** begin PASSAGE SHOWN **

In February 1703–4 Leake was knighted, and a few days afterwards he sailed for Lisbon with a large convoy of transports. At Lisbon he joined Sir George Rooke, with whom he continued during the year, taking part in the reduction of Gibraltar on 23 July, and the battle of Malaga on 13 Aug. On the return of the fleet to Gibraltar, Leake, having shifted his flag to the Nottingham, was left in command of a small squadron for its protection. He was at Lisbon refitting when he had news that Gibraltar was attacked by the French under M. de Pointis. He put to sea at once, but after relieving and strengthening the garrison, he went back to Lisbon for stores and provisions, and coming again into Gibraltar Bay on 25 Oct., surprised there an enemy's squadron of three frigates and five smaller vessels, which he captured or destroyed. Then having intelligence that the French fleet was on the point of returning in force, and being apprehensive for the safety of a fleet of transports destined for Gibraltar, he put to sea in order to convoy it in; but learning that it had got safely to Gibraltar, he went on to Lisbon. He was there reinforced by Sir Thomas Dilkes [q. v.], and by a number of Dutch and Portuguese ships, so that in March 1704–5 he put to sea with a fleet of thirty-five sail of the line. Coming into Gibraltar Bay on the 10th, he found there five French ships of the line, which were all captured or destroyed (Troude, i. 256–7). The rest of the French fleet, which had been blown out to sea, had taken shelter in Malaga Roads, but hearing of the presence of the English in such force, they shipped their cables and made the best of their way to Toulon. Leake had meanwhile gone to Malaga in quest of them, and did not get back to Gibraltar till the 31st. Five days afterwards the enemy raised the siege, in commemoration of which the Prince of Hesse presented Leake with a gold cup. Leake then returned to Lisbon, where in June he was joined by the fleet from England under Shovell and the Earl of Peterborough. He again hoisted his flag on board the Prince George, and as second in command took part in the operations leading up to the capture of Barcelona. After which Shovell, with the greater part of the fleet, returned to England, leaving the command with Leake, who arrived at Lisbon on 16 Jan. 1705–6.

** end PASSAGE SHOWN **
** begin SUPPLIED MATERIAL **

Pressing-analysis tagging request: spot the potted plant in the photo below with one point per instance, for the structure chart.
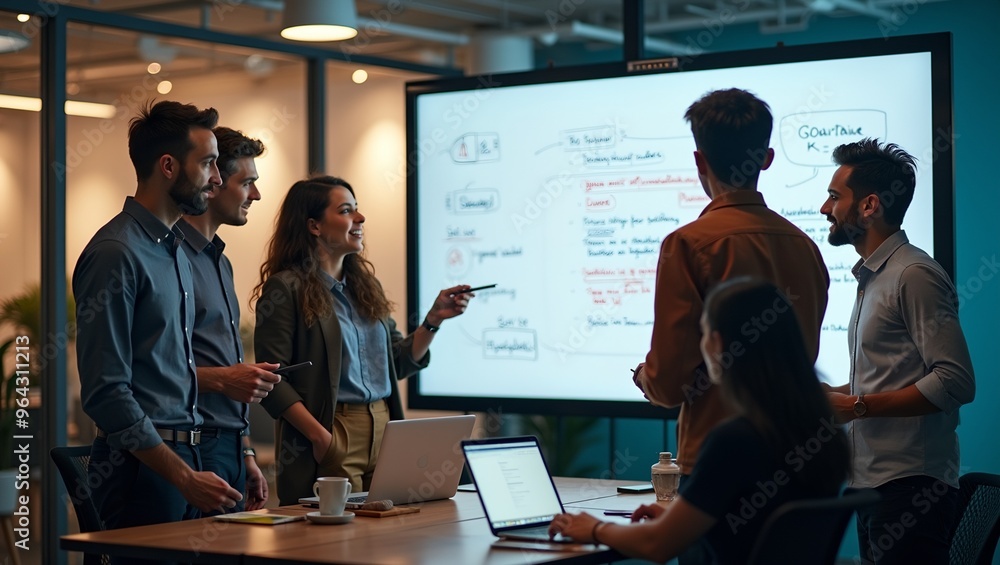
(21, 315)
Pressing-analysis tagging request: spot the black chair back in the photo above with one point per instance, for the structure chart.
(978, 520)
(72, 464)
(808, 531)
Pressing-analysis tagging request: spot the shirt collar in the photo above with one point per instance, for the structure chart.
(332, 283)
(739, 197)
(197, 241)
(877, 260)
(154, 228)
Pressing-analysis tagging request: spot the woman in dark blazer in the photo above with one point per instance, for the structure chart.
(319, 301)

** end SUPPLIED MATERIAL **

SET PROBLEM. In the passage about Leake's naval service, what did the Prince of Hesse present to Leake after the enemy raised the siege?

WRITTEN SOLUTION. A gold cup.